_PROVIDED DATA_:
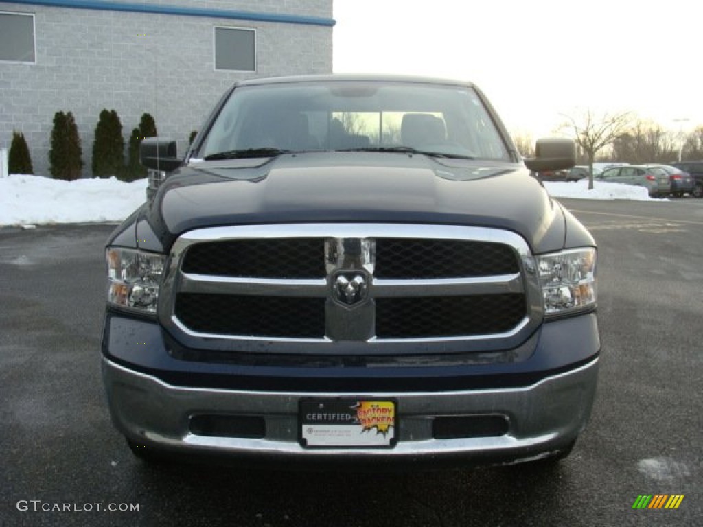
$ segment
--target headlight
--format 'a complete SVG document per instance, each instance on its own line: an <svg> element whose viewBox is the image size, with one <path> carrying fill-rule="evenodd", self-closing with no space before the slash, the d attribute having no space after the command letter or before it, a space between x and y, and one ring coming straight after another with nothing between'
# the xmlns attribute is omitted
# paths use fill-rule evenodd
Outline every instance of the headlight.
<svg viewBox="0 0 703 527"><path fill-rule="evenodd" d="M574 249L537 256L548 315L568 314L595 305L595 249Z"/></svg>
<svg viewBox="0 0 703 527"><path fill-rule="evenodd" d="M156 313L166 256L110 247L107 258L108 301L143 313Z"/></svg>

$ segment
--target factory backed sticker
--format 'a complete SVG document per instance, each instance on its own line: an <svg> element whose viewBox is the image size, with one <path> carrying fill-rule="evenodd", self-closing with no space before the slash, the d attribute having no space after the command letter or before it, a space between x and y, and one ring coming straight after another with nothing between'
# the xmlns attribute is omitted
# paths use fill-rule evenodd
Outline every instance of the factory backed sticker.
<svg viewBox="0 0 703 527"><path fill-rule="evenodd" d="M299 422L304 446L390 447L396 443L393 401L303 401Z"/></svg>

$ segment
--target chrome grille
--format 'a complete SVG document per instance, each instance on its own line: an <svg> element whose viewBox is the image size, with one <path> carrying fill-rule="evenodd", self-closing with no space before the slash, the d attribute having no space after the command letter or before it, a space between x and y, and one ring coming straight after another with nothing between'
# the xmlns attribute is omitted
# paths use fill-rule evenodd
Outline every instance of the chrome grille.
<svg viewBox="0 0 703 527"><path fill-rule="evenodd" d="M323 238L228 240L186 252L183 273L219 276L311 278L325 275Z"/></svg>
<svg viewBox="0 0 703 527"><path fill-rule="evenodd" d="M378 278L453 278L520 272L508 245L465 240L380 238L376 241Z"/></svg>
<svg viewBox="0 0 703 527"><path fill-rule="evenodd" d="M182 344L200 349L373 355L413 342L404 353L508 349L543 316L535 270L522 238L498 229L210 228L174 245L159 313Z"/></svg>
<svg viewBox="0 0 703 527"><path fill-rule="evenodd" d="M383 298L376 301L376 336L384 339L505 333L525 315L522 294Z"/></svg>

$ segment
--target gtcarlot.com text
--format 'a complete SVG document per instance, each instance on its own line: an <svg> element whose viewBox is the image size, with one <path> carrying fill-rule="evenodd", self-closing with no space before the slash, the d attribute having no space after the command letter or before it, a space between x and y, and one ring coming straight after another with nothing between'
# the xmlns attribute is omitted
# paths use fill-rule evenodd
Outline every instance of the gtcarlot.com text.
<svg viewBox="0 0 703 527"><path fill-rule="evenodd" d="M20 500L17 509L44 512L138 512L138 503L52 503L41 500Z"/></svg>

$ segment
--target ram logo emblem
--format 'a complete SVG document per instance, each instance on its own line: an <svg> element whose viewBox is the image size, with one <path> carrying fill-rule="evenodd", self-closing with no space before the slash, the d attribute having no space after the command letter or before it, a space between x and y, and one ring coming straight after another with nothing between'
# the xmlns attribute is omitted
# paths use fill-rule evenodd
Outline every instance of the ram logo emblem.
<svg viewBox="0 0 703 527"><path fill-rule="evenodd" d="M337 275L333 293L335 299L345 306L356 306L366 299L366 278L361 273Z"/></svg>

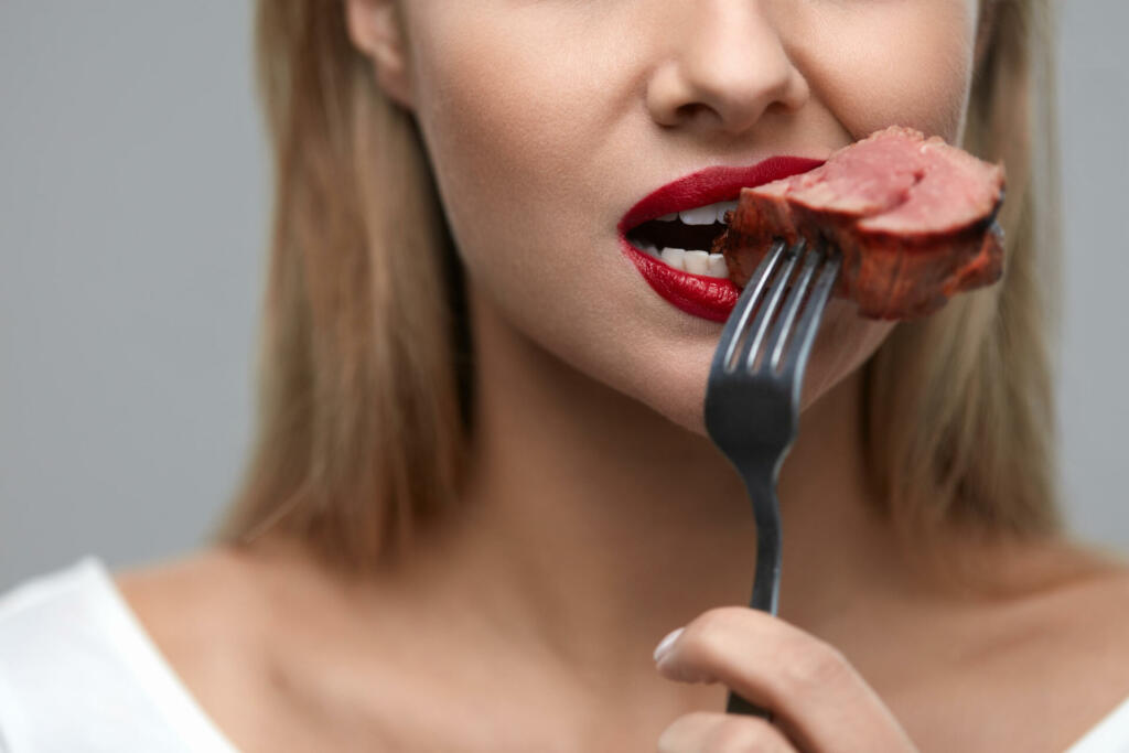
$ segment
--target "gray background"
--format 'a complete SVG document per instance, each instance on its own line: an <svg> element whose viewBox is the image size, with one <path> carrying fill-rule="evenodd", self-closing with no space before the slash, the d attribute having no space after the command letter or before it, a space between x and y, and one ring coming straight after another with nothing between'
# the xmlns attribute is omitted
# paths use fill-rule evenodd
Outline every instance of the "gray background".
<svg viewBox="0 0 1129 753"><path fill-rule="evenodd" d="M0 589L194 548L247 452L268 212L250 3L0 2ZM1123 0L1064 3L1071 523L1129 549Z"/></svg>

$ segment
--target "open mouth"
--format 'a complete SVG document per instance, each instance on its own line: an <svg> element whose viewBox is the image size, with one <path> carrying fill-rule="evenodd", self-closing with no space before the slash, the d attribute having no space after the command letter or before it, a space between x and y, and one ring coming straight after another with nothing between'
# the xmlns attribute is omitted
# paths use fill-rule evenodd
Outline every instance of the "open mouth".
<svg viewBox="0 0 1129 753"><path fill-rule="evenodd" d="M726 279L729 270L725 259L710 249L728 227L728 213L736 208L736 201L720 201L672 212L628 230L627 239L648 256L680 272Z"/></svg>

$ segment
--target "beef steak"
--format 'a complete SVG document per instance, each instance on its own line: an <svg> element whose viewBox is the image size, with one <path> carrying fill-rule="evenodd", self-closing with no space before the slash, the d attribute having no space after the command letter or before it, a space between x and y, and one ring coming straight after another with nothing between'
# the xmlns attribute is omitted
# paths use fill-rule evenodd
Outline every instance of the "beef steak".
<svg viewBox="0 0 1129 753"><path fill-rule="evenodd" d="M813 170L742 189L714 252L744 287L773 238L829 242L843 254L835 295L861 316L924 316L1003 274L1004 182L1003 165L895 125Z"/></svg>

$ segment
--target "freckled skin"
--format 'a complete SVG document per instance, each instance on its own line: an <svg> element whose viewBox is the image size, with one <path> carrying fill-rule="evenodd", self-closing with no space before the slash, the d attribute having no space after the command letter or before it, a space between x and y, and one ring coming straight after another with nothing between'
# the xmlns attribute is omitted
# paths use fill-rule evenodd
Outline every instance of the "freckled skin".
<svg viewBox="0 0 1129 753"><path fill-rule="evenodd" d="M403 10L412 105L487 305L699 432L720 325L644 282L616 245L619 219L707 165L824 158L893 123L956 140L975 23L968 0L413 0ZM832 301L805 405L892 326Z"/></svg>

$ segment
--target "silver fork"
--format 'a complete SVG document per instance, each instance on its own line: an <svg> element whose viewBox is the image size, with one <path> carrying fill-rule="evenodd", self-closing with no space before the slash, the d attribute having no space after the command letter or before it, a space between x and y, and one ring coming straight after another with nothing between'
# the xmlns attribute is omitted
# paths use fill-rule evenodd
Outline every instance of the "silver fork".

_TASK TO CARRY OUT_: Print the entries above exactly, taking out only the pictures.

_ANSWER TO THIS EXERCISE_:
$ segment
--target headlight
--format 'a complete SVG document per instance, each instance on its own line: an <svg> element whose viewBox is the image size, with one <path> carrying fill-rule="evenodd", self-closing with no space before the slash, the d attribute having no space after the command letter or before it, a space between x and y, and one ring coming straight after another with nothing between'
# the xmlns attribute is omitted
# paths use fill-rule evenodd
Outline every instance of the headlight.
<svg viewBox="0 0 703 527"><path fill-rule="evenodd" d="M574 249L537 256L548 315L568 314L595 305L595 249Z"/></svg>
<svg viewBox="0 0 703 527"><path fill-rule="evenodd" d="M156 313L166 256L110 247L107 258L108 301L143 313Z"/></svg>

$ segment
--target factory backed sticker
--format 'a complete SVG document per instance, each instance on its own line: an <svg> element whose viewBox is the image size, with one <path> carrying fill-rule="evenodd", self-closing with no space before the slash, the d attribute having no space after the command letter or before it, a space between x and y, and one ring coming straight after another with nothing between'
# the xmlns attribute is omitted
# paths use fill-rule evenodd
Outline every instance of the factory backed sticker.
<svg viewBox="0 0 703 527"><path fill-rule="evenodd" d="M299 422L304 446L390 447L396 443L393 401L303 401Z"/></svg>

$ segment
--target chrome grille
--format 'a complete SVG document per instance, each instance on its own line: an <svg> element whose viewBox is the image size, with one <path> carrying fill-rule="evenodd", self-closing with no space before the slash, the d attribute having no space after the command letter or before it, a space between x and y, and one ring coming straight after another with nothing between'
# the xmlns attribute is omitted
# paths use fill-rule evenodd
Outline every instance of the chrome grille.
<svg viewBox="0 0 703 527"><path fill-rule="evenodd" d="M323 238L228 240L186 252L183 273L219 276L311 278L325 275Z"/></svg>
<svg viewBox="0 0 703 527"><path fill-rule="evenodd" d="M378 278L453 278L520 272L508 245L465 240L380 238L376 241Z"/></svg>
<svg viewBox="0 0 703 527"><path fill-rule="evenodd" d="M182 344L200 349L373 355L413 342L404 353L508 349L543 316L535 270L522 238L498 229L210 228L174 245L159 313Z"/></svg>
<svg viewBox="0 0 703 527"><path fill-rule="evenodd" d="M383 298L376 301L376 336L384 339L505 333L525 315L522 294Z"/></svg>

$ segment
--target gtcarlot.com text
--format 'a complete SVG document per instance, each instance on its own line: an <svg> element whose viewBox is the image size, with one <path> carrying fill-rule="evenodd", self-closing with no space before the slash, the d attribute having no space after the command letter or before it, a space between x and y, and one ring coming straight after another with nothing between'
# the xmlns attribute is omitted
# paths use fill-rule evenodd
Outline every instance of the gtcarlot.com text.
<svg viewBox="0 0 703 527"><path fill-rule="evenodd" d="M20 500L17 509L44 512L138 512L138 503L52 503L41 500Z"/></svg>

$ segment
--target ram logo emblem
--format 'a complete SVG document per instance, each instance on its own line: an <svg> element whose viewBox is the image size, with one <path> carrying fill-rule="evenodd", self-closing with no space before the slash, the d attribute having no space after the command letter or before it, a space between x and y, and one ring coming straight after another with nothing between'
# the xmlns attribute is omitted
# paths use fill-rule evenodd
Outline every instance of the ram logo emblem.
<svg viewBox="0 0 703 527"><path fill-rule="evenodd" d="M337 275L333 293L335 299L345 306L356 306L366 299L366 278L361 273Z"/></svg>

$ segment
--target "gray background"
--format 'a complete SVG document per instance, each instance on its own line: an <svg> element whose viewBox is the image size, with one <path> carrying fill-rule="evenodd", self-closing with no space before the slash, the d attribute having no space after the command letter or before it, a space between x and y, and one ring coming straight after another with nothing between'
# the xmlns attribute is omitted
# paths use fill-rule evenodd
Outline every instance of the "gray background".
<svg viewBox="0 0 1129 753"><path fill-rule="evenodd" d="M0 589L194 548L247 452L268 212L250 3L0 2ZM1123 0L1064 3L1071 523L1129 549Z"/></svg>

$ segment
--target "open mouth"
--format 'a complete SVG document per instance, each instance on its own line: an <svg> element whose viewBox is the image size, with one <path> carrying fill-rule="evenodd", self-closing with no space before the slash, the d attribute having no space after the command letter or before it, a space between x and y, and one ring coming straight after another with nothing between'
# the xmlns attribute is omitted
# paths use fill-rule evenodd
Outline every instance of the "open mouth".
<svg viewBox="0 0 1129 753"><path fill-rule="evenodd" d="M726 279L729 270L725 259L710 249L728 227L728 213L736 208L736 201L720 201L672 212L628 230L627 239L648 256L680 272Z"/></svg>

$ segment
--target "beef steak"
--format 'a complete SVG document per instance, each instance on its own line: an <svg> element whose viewBox is the image size, with one <path> carrying fill-rule="evenodd", self-closing with no space before the slash, the d attribute having no space after the command letter or before it, a space between x and y, and one ring coming straight after another with nothing between'
# the xmlns attribute is omitted
# paths use fill-rule evenodd
Outline every instance of the "beef steak".
<svg viewBox="0 0 1129 753"><path fill-rule="evenodd" d="M813 170L742 189L714 252L744 287L773 238L829 242L843 254L835 295L861 316L924 316L1003 274L1004 182L1003 165L895 125Z"/></svg>

$ segment
--target "freckled skin"
--format 'a complete SVG document per instance, each instance on its own line: an <svg> element whose viewBox is the image size, with one <path> carrying fill-rule="evenodd", self-closing with no space before the slash, the d attribute having no space after the command letter or before it, a space between x and y, and one ring coming straight after another with nothing between'
# the xmlns attribute is omitted
# paths use fill-rule evenodd
Outline every instance of the "freckled skin".
<svg viewBox="0 0 1129 753"><path fill-rule="evenodd" d="M403 10L412 105L487 305L699 432L720 325L644 282L616 245L619 219L707 165L824 158L893 123L956 140L975 23L968 0L413 0ZM832 301L805 405L892 326Z"/></svg>

$ segment
--target "silver fork"
--format 'a complete SVG document per instance, each instance on its own line: an <svg> element whose viewBox is the image size, with one <path> carrying fill-rule="evenodd", self-closing with no space before the slash, the d attribute having no space after the command letter or before it, a space between x and y, and one ring coming straight after another with nothing between'
# the xmlns attribute is omitted
# paths use fill-rule evenodd
Outline every instance of the "silver fork".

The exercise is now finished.